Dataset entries
..............................
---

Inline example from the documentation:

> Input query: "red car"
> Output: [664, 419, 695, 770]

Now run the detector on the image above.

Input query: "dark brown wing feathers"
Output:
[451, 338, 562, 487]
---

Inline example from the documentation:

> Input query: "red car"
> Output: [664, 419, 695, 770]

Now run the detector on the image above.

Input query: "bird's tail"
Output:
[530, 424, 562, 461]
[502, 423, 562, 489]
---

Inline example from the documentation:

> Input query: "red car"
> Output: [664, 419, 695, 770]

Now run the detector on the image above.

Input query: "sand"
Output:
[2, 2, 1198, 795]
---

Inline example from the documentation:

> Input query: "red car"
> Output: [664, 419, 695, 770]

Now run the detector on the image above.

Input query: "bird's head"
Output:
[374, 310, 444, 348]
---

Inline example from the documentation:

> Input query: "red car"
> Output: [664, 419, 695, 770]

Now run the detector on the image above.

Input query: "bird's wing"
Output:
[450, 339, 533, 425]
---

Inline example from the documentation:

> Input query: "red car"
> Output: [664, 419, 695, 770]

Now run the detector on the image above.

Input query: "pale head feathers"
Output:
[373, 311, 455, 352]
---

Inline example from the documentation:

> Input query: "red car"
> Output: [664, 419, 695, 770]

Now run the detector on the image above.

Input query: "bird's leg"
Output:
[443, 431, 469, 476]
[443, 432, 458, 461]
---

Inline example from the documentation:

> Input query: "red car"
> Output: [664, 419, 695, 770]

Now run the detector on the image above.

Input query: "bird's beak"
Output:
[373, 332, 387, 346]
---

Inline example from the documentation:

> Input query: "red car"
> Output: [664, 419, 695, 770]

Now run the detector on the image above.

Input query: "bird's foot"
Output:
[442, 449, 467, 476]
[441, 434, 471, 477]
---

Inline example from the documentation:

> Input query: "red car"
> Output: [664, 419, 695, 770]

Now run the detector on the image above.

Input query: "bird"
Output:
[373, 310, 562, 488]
..............................
**Exercise objective**
Using the entries above, give the number of lines that carry the string "head", without anything else.

**Task response**
2